---------- Excerpt to read
On May 28, 2015, the ALJ issued his hearing decision, finding Plaintiff had severe impairments of a history of prostate cancer and degenerative disc disease. (Tr. 11). The ALJ considered the effects of Plaintiff's other impairments, which is required by the regulations if he finds that at least one severe impairment exists. Particularly, he considered Plaintiff's asserted problems with atrial fibrillation, sleep apnea and psychological difficulties. With respect to the heart condition and sleep apnea, he found those conditions to be under control, and that they caused no more than minimal restrictions on Plaintiff's ability to perform work activities. He noted that Plaintiff's "fatigue and lack of energy was likely secondary to Lupron (hormone treatment for prostate cancer) side effects." (Tr. 12)

Regarding Plaintiff's psychological condition, the ALJ noted that the record did not contain any evidence of outpatient treatment. Anna Palmer's and Dr. Diane Whitehead's consultative exams revealed no more than minimal limitations and indicated Plaintiff could perform both simple and detailed instructions. The ALJ noted that the state agency psychologists opined that the Plaintiff suffered from no greater than mild psychological limitations. The ALJ also found this to be the case. (Tr. 12-13). The ALJ opined that this finding was supported by the Plaintiff's daily activities "including managing his personal hygiene, running errands, reading, watching television, using the computer, socializing with family and friends, grocery shopping, attending church, managing a bank account, and performing a variety of household chores..." (Tr. 14).

After finding that the Plaintiff did not meet any of the "listed impairments" in the regulations, the ALJ found Plaintiff retained the residual functional capacity ["RFC"] "to perform light work...except no climbing of ladders, ropes, or scaffolds and only occasional climbing of ramps and stairs... (that) the claimant can occasionally balance, stoop, kneel, crouch, and crawl, but he should not have concentrated exposure to vibration." (Tr. 14). He then pointed out that when a claimant's underlying physical or mental impairments could not be substantiated by objective medical evidence alone, the ALJ is required to make a finding on the credibility of the Plaintiff's statements "based on a consideration of the entire case record." (Tr. 15).

To do this, he first reviewed and summarized the medical evidence. In this regard, the ALJ discussed the course of Plaintiff's treatment for prostate cancer in some detail. He noted that Plaintiff had continued to complain of energy loss, which was ascribed to having Lupron injections for two years. Regarding the musculoskeletal complaints, the ALJ noted that an MRI of Plaintiff's cervical spine in 2008 revealed numerous degenerative changes, but that a nerve conduction study showed only mild sensory polyneuropathy with no evidence of radiculopathy. He noted Plaintiff had a series of epidural steroid injections. A second MRI in 2011 was said to be essentially unchanged from the 2008 MRI. The ALJ observed that the provider opined that, at that time, Plaintiff's "alleged neck and upper extremity pain had traditionally resolved with steroid injections." (Tr. 15-16).

He then discussed the opinion of the Plaintiff's treating physician, Dr. Elliot Smith, as to what physical activities the Plaintiff was capable of performing. He noted that Dr. Smith opined that the Plaintiff was incapable of even a low stress job, with pain interfering with attention and concentration. He stated that Dr. Smith opined that the Plaintiff could walk less than one block or stand for more than one hour at a time, stand and walk for less than two hours and could only sit for two hours, with the need to get up and walk around or take breaks every one to two hours, rarely lift ten pounds, and only occasionally lift and carry less than ten pounds. He stated that Dr. Smith was of the opinion that the Plaintiff would miss more than four days per month due to his impairments. (Tr. 16).
--------------------
---------- Extracted records
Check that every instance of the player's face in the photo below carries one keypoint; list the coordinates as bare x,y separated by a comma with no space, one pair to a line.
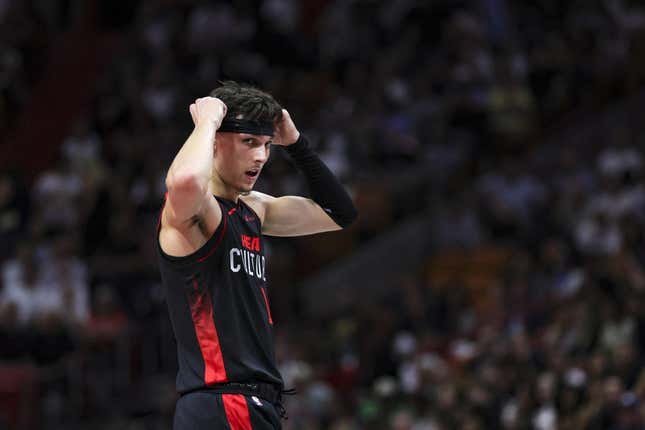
239,158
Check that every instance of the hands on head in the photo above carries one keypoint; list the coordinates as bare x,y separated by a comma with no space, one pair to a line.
212,109
208,109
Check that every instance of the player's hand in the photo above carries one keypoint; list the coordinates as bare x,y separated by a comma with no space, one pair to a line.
286,131
208,109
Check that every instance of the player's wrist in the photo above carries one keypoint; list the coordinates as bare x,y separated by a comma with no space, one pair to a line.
298,144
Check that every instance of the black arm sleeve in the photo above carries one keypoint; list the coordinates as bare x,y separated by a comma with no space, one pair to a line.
325,189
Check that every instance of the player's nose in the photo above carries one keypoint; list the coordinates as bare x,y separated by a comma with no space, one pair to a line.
260,154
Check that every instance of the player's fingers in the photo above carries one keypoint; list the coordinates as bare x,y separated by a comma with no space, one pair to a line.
193,112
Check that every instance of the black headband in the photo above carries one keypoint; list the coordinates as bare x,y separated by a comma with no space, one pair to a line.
260,128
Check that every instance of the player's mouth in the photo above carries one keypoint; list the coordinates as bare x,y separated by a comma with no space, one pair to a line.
252,174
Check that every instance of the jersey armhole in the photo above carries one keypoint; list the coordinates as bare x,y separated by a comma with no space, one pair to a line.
205,251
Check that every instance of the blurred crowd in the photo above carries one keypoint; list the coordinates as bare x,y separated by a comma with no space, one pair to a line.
527,313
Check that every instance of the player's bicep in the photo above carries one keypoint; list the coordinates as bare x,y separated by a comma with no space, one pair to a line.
295,216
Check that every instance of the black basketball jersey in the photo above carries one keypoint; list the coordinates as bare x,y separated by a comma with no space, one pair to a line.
218,303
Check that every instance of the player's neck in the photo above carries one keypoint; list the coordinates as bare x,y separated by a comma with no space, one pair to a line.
218,188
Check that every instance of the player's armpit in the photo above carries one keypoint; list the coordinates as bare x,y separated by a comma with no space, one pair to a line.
291,215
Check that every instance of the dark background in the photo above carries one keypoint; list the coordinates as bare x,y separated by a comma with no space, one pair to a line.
494,280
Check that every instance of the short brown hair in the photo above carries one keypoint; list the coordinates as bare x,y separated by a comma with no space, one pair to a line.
247,102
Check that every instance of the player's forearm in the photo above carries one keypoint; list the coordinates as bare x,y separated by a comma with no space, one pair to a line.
192,166
325,188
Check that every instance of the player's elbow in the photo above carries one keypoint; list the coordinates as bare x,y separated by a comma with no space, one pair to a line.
185,183
346,217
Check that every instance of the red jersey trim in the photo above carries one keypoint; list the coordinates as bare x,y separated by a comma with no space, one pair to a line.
266,303
201,309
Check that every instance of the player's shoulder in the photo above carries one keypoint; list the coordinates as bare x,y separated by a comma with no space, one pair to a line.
256,197
258,202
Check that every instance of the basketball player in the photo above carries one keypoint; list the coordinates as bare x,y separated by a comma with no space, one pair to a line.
211,255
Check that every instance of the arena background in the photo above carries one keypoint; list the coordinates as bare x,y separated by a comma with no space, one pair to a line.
494,148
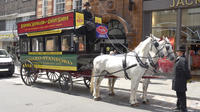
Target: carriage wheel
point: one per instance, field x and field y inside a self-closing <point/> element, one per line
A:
<point x="65" y="82"/>
<point x="28" y="73"/>
<point x="53" y="76"/>
<point x="87" y="81"/>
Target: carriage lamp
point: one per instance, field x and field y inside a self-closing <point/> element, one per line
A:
<point x="131" y="5"/>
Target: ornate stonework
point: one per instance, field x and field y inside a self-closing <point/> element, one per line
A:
<point x="120" y="10"/>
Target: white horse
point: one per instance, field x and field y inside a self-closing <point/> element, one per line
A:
<point x="105" y="64"/>
<point x="169" y="53"/>
<point x="152" y="62"/>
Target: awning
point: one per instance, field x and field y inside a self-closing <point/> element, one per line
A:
<point x="9" y="36"/>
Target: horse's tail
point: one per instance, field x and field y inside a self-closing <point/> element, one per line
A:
<point x="92" y="81"/>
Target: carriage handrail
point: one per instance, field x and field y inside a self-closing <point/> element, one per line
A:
<point x="109" y="74"/>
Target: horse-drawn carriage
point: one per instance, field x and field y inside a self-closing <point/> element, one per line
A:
<point x="61" y="46"/>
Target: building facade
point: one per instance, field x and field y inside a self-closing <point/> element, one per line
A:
<point x="178" y="20"/>
<point x="11" y="12"/>
<point x="119" y="15"/>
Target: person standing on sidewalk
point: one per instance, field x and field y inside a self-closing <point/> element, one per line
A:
<point x="179" y="83"/>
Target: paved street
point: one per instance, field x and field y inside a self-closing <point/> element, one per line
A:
<point x="47" y="97"/>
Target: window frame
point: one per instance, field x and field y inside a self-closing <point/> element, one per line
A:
<point x="55" y="7"/>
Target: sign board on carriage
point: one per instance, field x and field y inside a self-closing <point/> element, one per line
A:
<point x="71" y="19"/>
<point x="101" y="31"/>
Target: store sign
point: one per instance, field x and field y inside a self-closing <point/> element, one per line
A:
<point x="79" y="19"/>
<point x="54" y="22"/>
<point x="98" y="20"/>
<point x="181" y="3"/>
<point x="101" y="31"/>
<point x="44" y="32"/>
<point x="8" y="35"/>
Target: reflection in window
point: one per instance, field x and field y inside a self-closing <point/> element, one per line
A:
<point x="52" y="43"/>
<point x="25" y="45"/>
<point x="191" y="24"/>
<point x="59" y="6"/>
<point x="66" y="43"/>
<point x="37" y="44"/>
<point x="115" y="29"/>
<point x="164" y="23"/>
<point x="77" y="5"/>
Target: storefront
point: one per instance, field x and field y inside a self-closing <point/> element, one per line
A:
<point x="179" y="20"/>
<point x="8" y="41"/>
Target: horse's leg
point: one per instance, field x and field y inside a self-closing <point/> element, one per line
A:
<point x="111" y="84"/>
<point x="145" y="86"/>
<point x="134" y="86"/>
<point x="96" y="92"/>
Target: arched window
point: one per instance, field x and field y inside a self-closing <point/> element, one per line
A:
<point x="116" y="30"/>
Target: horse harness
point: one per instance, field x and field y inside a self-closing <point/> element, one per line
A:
<point x="154" y="65"/>
<point x="144" y="65"/>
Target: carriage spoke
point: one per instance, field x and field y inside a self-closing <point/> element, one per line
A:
<point x="53" y="76"/>
<point x="65" y="82"/>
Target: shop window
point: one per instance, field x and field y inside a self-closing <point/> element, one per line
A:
<point x="59" y="6"/>
<point x="81" y="44"/>
<point x="24" y="45"/>
<point x="66" y="43"/>
<point x="77" y="5"/>
<point x="45" y="8"/>
<point x="191" y="24"/>
<point x="37" y="44"/>
<point x="164" y="23"/>
<point x="116" y="30"/>
<point x="11" y="24"/>
<point x="52" y="43"/>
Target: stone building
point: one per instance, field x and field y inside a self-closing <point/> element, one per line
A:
<point x="123" y="17"/>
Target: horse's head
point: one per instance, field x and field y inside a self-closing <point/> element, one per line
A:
<point x="168" y="50"/>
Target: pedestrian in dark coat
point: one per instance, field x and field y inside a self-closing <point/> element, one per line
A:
<point x="179" y="84"/>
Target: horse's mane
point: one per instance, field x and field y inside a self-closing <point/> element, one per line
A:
<point x="142" y="46"/>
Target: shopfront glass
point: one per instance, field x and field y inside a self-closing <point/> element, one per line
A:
<point x="191" y="34"/>
<point x="164" y="24"/>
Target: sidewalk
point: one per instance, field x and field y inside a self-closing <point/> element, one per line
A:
<point x="160" y="90"/>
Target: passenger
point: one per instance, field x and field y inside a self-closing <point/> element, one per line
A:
<point x="179" y="83"/>
<point x="90" y="28"/>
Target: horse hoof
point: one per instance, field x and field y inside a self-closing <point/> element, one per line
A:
<point x="145" y="102"/>
<point x="111" y="94"/>
<point x="97" y="99"/>
<point x="135" y="105"/>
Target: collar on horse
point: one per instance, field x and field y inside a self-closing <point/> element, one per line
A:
<point x="154" y="65"/>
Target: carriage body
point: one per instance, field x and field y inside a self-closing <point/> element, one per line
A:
<point x="54" y="45"/>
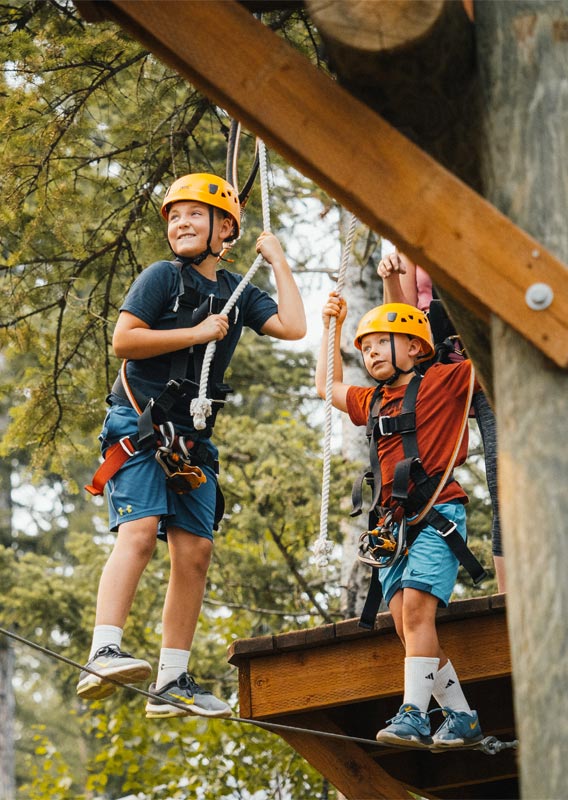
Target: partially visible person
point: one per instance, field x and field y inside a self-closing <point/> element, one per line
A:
<point x="407" y="282"/>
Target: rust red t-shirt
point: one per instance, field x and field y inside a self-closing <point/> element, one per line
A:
<point x="439" y="413"/>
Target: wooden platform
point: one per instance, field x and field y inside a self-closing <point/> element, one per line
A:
<point x="342" y="679"/>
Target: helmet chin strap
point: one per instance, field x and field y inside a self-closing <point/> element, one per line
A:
<point x="397" y="370"/>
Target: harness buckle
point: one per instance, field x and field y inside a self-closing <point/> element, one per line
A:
<point x="445" y="533"/>
<point x="127" y="446"/>
<point x="380" y="547"/>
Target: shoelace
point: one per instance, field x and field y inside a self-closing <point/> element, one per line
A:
<point x="111" y="650"/>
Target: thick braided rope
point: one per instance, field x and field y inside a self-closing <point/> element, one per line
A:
<point x="322" y="546"/>
<point x="201" y="406"/>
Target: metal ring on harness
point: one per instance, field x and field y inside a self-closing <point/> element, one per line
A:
<point x="381" y="547"/>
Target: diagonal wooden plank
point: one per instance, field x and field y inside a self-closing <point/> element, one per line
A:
<point x="344" y="763"/>
<point x="472" y="250"/>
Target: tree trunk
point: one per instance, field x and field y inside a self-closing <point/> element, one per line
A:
<point x="523" y="58"/>
<point x="414" y="62"/>
<point x="7" y="703"/>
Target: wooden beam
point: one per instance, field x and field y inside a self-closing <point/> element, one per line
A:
<point x="344" y="763"/>
<point x="287" y="682"/>
<point x="470" y="249"/>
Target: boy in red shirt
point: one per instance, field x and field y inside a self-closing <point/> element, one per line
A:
<point x="393" y="338"/>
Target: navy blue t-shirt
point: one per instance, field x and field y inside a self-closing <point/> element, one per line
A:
<point x="154" y="298"/>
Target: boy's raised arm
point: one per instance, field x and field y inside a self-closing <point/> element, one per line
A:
<point x="334" y="307"/>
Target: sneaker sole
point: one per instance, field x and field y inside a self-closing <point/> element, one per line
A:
<point x="95" y="688"/>
<point x="168" y="712"/>
<point x="460" y="744"/>
<point x="398" y="741"/>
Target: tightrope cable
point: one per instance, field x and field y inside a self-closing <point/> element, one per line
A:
<point x="490" y="745"/>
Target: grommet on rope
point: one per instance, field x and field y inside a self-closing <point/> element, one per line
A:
<point x="201" y="406"/>
<point x="322" y="547"/>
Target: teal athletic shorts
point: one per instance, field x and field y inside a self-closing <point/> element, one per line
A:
<point x="430" y="565"/>
<point x="139" y="488"/>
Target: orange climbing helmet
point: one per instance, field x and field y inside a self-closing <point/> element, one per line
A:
<point x="397" y="318"/>
<point x="205" y="188"/>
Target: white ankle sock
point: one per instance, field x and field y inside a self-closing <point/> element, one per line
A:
<point x="103" y="635"/>
<point x="419" y="679"/>
<point x="173" y="663"/>
<point x="447" y="689"/>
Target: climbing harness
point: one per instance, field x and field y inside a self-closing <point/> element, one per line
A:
<point x="180" y="457"/>
<point x="392" y="531"/>
<point x="201" y="406"/>
<point x="490" y="745"/>
<point x="322" y="547"/>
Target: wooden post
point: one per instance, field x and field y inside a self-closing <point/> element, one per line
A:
<point x="523" y="57"/>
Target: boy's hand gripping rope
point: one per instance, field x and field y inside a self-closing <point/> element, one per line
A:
<point x="322" y="546"/>
<point x="201" y="407"/>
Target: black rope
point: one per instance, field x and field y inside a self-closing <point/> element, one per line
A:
<point x="490" y="745"/>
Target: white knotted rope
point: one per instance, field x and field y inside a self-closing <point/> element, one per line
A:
<point x="201" y="406"/>
<point x="322" y="547"/>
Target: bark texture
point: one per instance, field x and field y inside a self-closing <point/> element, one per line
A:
<point x="523" y="59"/>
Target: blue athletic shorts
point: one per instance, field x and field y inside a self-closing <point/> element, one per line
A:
<point x="430" y="565"/>
<point x="139" y="488"/>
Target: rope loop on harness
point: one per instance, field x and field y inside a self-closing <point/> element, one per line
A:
<point x="201" y="406"/>
<point x="322" y="547"/>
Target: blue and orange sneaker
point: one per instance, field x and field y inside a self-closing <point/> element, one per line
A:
<point x="459" y="729"/>
<point x="409" y="728"/>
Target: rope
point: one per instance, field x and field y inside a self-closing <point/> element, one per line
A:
<point x="201" y="406"/>
<point x="490" y="745"/>
<point x="322" y="546"/>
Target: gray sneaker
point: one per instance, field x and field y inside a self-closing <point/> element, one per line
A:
<point x="110" y="661"/>
<point x="409" y="728"/>
<point x="184" y="697"/>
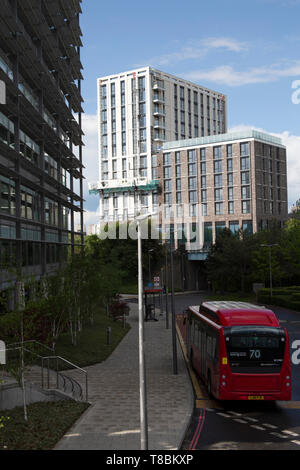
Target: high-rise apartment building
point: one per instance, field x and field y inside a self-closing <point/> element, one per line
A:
<point x="235" y="180"/>
<point x="138" y="111"/>
<point x="40" y="133"/>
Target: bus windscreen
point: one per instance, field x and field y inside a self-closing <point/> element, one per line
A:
<point x="255" y="349"/>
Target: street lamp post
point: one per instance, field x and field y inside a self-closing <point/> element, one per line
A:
<point x="167" y="288"/>
<point x="150" y="251"/>
<point x="270" y="264"/>
<point x="142" y="373"/>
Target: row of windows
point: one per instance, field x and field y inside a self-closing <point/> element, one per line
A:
<point x="32" y="97"/>
<point x="31" y="253"/>
<point x="31" y="204"/>
<point x="189" y="232"/>
<point x="30" y="150"/>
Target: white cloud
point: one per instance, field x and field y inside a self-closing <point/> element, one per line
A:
<point x="226" y="75"/>
<point x="292" y="144"/>
<point x="198" y="50"/>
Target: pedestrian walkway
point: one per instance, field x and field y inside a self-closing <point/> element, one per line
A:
<point x="112" y="422"/>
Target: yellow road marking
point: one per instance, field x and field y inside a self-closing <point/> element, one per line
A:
<point x="289" y="404"/>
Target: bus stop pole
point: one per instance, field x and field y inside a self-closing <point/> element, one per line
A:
<point x="166" y="285"/>
<point x="142" y="374"/>
<point x="174" y="338"/>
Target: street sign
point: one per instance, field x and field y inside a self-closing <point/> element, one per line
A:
<point x="2" y="352"/>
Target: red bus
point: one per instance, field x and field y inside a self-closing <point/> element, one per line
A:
<point x="239" y="350"/>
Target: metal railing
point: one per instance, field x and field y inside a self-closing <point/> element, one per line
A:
<point x="67" y="382"/>
<point x="65" y="361"/>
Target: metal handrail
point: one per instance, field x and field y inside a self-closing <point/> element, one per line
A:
<point x="48" y="358"/>
<point x="33" y="341"/>
<point x="73" y="365"/>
--------------------
▶ **Tasks to perform**
(1) Echo the passage about the ALJ's hearing decision, starting at "He then discussed" and ending at "impairments. (Tr. 16).".
(2) Carry the passage about the ALJ's hearing decision forward from the point where it stops.
This material comes from a separate source.

▶ **Task-by-task answers**
(1)
He then discussed the opinion of the Plaintiff's treating physician, Dr. Elliot Smith, as to what physical activities the Plaintiff was capable of performing. He noted that Dr. Smith opined that the Plaintiff was incapable of even a low stress job, with pain interfering with attention and concentration. He stated that Dr. Smith opined that the Plaintiff could walk less than one block or stand for more than one hour at a time, stand and walk for less than two hours and could only sit for two hours, with the need to get up and walk around or take breaks every one to two hours, rarely lift ten pounds, and only occasionally lift and carry less than ten pounds. He stated that Dr. Smith was of the opinion that the Plaintiff would miss more than four days per month due to his impairments. (Tr. 16).

(2)
He then noted that the state agency medical consultants had opined that the Plaintiff could perform medium work with some restrictions. (Tr. 16).

The ALJ then found that while Plaintiff's medically determinable impairments could be expected to cause his symptoms, Plaintiff's statements regarding the intensity and persistence of those symptoms were not credible. The first basis for finding the Plaintiff incredible was his daily activities, which the ALJ stated "are not indicative of someone who is totally disabled." (Tr. 16). He then recounted those daily activities based upon what Plaintiff told the psychological examiner, Anna Palmer. The ALJ said Plaintiff had told Ms. Palmer "that he managed his personal hygiene, ran errands, read, watched television, used the computer, socialized with family and friends, performed occasional grocery shopping, attended church, managed a bank account, vacuumed, performed laundry duties, took out the trash, cooked, and mowed the yard with a riding lawnmower." The ALJ also noted that Dr. Boys, who treated Plaintiff throughout his recovery from prostate cancer, stated Plaintiff told him he was gardening full time and canning vegetables. The ALJ found those activities "inconsistent with the inability to perform the range of work..." described in the ALJ's RFC finding. (Tr. 16).

As another basis for finding the Plaintiff less than credible, the ALJ noted that Plaintiff had "not received the type of medical treatment one would expect given the alleged severity of the claimant's impairments." (Tr. 16). In this regard, the ALJ noted that Plaintiff underwent a series of steroid injections before his onset date and while he was still working. According to the ALJ, "the record reflects that such treatment was generally effective in controlling the Plaintiff's symptoms, and radiological imaging was negative for progressive worsening of the claimant's neck condition." Id. He found that "diagnostic testing revealed only mild degenerative changes and mild sensory polyneuropathy." Id. He noted the lack of evidence of "the services of a pain management clinic, physical therapy, orthopedic consultation, emergency room care, or surgical intervention for his allegedly disabling musculoskeletal pain." Id.

The ALJ then discussed the opinion evidence. He gave great weight to the consultative psychological examiners and the state agency psychologists. With regard to the consultative examiners, the ALJ noted they "had the benefit of evaluating the claimant first-hand." (Tr. 17). He gave some weight to the state agency physicians, apparently because they opined that the Plaintiff could do medium work while the ALJ only believed the evidence supported a finding that he could do only light work. His entire finding on the weight ascribed to the Plaintiff's treating doctor, Dr. Smith, was that "little weight is also afforded to the opinion of Dr. Elliot [sic] as it is inconsistent with and not supported by the record as a whole." Id.

After reiterating that the Plaintiff worked when his musculoskeletal condition was no worse than it was after he quit working, the ALJ found that all of the Plaintiff's credible complaints are addressed in his RFC finding. Id.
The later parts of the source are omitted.